## REQUIRED ACTION
Copy each of the records exactly; leave nothing out.

START RECORDS TO PROCESS

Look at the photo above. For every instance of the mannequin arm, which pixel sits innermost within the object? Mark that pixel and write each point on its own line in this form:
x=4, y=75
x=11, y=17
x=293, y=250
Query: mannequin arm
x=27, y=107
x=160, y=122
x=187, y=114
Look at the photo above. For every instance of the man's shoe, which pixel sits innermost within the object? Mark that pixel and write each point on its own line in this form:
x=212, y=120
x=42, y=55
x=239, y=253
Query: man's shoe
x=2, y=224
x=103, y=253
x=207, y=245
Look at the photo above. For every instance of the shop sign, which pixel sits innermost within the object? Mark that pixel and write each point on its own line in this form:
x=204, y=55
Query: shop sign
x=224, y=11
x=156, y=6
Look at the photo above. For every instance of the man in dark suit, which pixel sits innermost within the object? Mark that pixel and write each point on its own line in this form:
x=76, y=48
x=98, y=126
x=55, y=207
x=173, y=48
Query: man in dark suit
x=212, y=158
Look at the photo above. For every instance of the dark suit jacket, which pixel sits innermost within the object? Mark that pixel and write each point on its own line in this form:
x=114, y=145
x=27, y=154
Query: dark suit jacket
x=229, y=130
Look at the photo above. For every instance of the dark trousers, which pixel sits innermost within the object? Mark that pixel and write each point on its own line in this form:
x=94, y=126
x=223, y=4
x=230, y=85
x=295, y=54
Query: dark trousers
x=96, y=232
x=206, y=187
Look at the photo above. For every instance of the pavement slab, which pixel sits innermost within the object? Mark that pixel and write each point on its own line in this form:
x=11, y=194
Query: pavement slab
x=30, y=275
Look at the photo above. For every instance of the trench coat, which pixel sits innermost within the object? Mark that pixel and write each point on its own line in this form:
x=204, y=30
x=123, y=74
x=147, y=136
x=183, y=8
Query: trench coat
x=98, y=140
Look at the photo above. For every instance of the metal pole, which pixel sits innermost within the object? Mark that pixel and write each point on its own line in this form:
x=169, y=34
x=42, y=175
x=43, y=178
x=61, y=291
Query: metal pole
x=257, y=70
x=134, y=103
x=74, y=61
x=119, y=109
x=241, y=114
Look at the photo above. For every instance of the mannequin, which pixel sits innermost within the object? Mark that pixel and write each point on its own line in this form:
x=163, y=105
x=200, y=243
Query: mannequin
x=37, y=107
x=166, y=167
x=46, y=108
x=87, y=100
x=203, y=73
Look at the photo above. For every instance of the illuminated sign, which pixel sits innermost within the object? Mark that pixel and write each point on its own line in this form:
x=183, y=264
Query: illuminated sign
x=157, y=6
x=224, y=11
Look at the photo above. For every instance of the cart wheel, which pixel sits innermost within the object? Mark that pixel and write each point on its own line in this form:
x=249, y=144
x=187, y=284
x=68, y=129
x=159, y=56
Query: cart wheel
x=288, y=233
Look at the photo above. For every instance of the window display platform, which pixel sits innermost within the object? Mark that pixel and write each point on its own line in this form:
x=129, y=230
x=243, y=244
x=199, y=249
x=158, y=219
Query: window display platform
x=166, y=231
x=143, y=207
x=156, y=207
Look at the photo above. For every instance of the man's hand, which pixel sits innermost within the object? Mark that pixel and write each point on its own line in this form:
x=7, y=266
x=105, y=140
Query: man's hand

END RECORDS TO PROCESS

## WRITTEN SOLUTION
Look at the photo above. For every instance of the mannequin arm, which pixel sits innermost within the object? Mark that pixel and write each point on its own line in this form:
x=4, y=75
x=11, y=17
x=293, y=250
Query: mannequin arm
x=27, y=107
x=160, y=122
x=187, y=114
Look at the photo above. For every instance of the man's shoe, which pixel sits innermost within the object? Mark that pixel and write each point on its own line in this form:
x=212, y=120
x=42, y=55
x=239, y=253
Query: man's shoe
x=2, y=224
x=103, y=253
x=207, y=245
Look at the photo above. For every instance of the shop sign, which pixel sits innermost within the object? Mark that pixel and write each point on its own line in this form:
x=204, y=55
Query: shop sign
x=224, y=11
x=156, y=6
Look at the photo above. For every instance of the man in dark suit, which pixel sits innermost within the object? Mark that pixel and write each point on its own line in this form:
x=76, y=48
x=98, y=126
x=55, y=207
x=173, y=48
Query: man in dark suit
x=212, y=158
Look at the photo above. For every instance of the dark suit jacket, which pixel sits innermost within the object? Mark that pixel and write each point on its own line in this form:
x=114, y=145
x=27, y=154
Query: dark suit jacket
x=229, y=130
Look at the photo above. For every instance of the dark trousers, which pixel sits innermost within the object? Mark that pixel and write each point on its own line in this form:
x=94, y=126
x=223, y=4
x=230, y=85
x=295, y=54
Query: dark trousers
x=96, y=232
x=206, y=187
Look at the photo above. For every instance of the pavement slab, which pixel sits innermost within the object? Mark that pixel and write each point on its own line in this form:
x=11, y=194
Query: pavement slab
x=30, y=275
Look at the photo above. For every instance of the trench coat, which pixel sits innermost within the object? Mark that pixel and write each point on its own line in this form:
x=204, y=30
x=123, y=74
x=147, y=136
x=183, y=8
Query: trench coat
x=98, y=140
Look at the photo above. For every instance of the metal pole, which pixel sits innermost within the object? Mark that pixel and write each point on its own line in this form:
x=169, y=34
x=42, y=175
x=43, y=178
x=61, y=291
Query: metal pole
x=257, y=70
x=134, y=103
x=74, y=61
x=119, y=109
x=241, y=114
Look at the photo above. For every instance of the mannequin, which pixel sits innermost within the object? Mark that pixel and write each point on its own line in this form:
x=163, y=105
x=200, y=243
Query: mannequin
x=37, y=107
x=166, y=167
x=46, y=108
x=87, y=100
x=203, y=73
Look at the photo above. For every instance of the illuminated sign, which pixel sits innermost within the object? Mark that pixel and write each point on its own line in this form:
x=183, y=264
Query: illuminated sign
x=157, y=6
x=224, y=11
Look at the photo above. For every instance of the cart wheel, which pixel sits innermost within the object? Mark that pixel and write each point on its own line in this form:
x=249, y=144
x=187, y=284
x=68, y=129
x=159, y=56
Query: cart wheel
x=288, y=233
Look at the photo above. For every instance of the window display platform, which pixel sits innermost within the object? Mark that pixel and write each point on its own line in this form:
x=129, y=230
x=243, y=244
x=199, y=249
x=158, y=219
Query: window display platform
x=166, y=231
x=143, y=207
x=156, y=207
Look at the photo above. For every instance of the man's hand, which pixel sits innermost within the object? Mark that pixel and write each point on its own line in this form:
x=7, y=266
x=105, y=140
Query: man's hand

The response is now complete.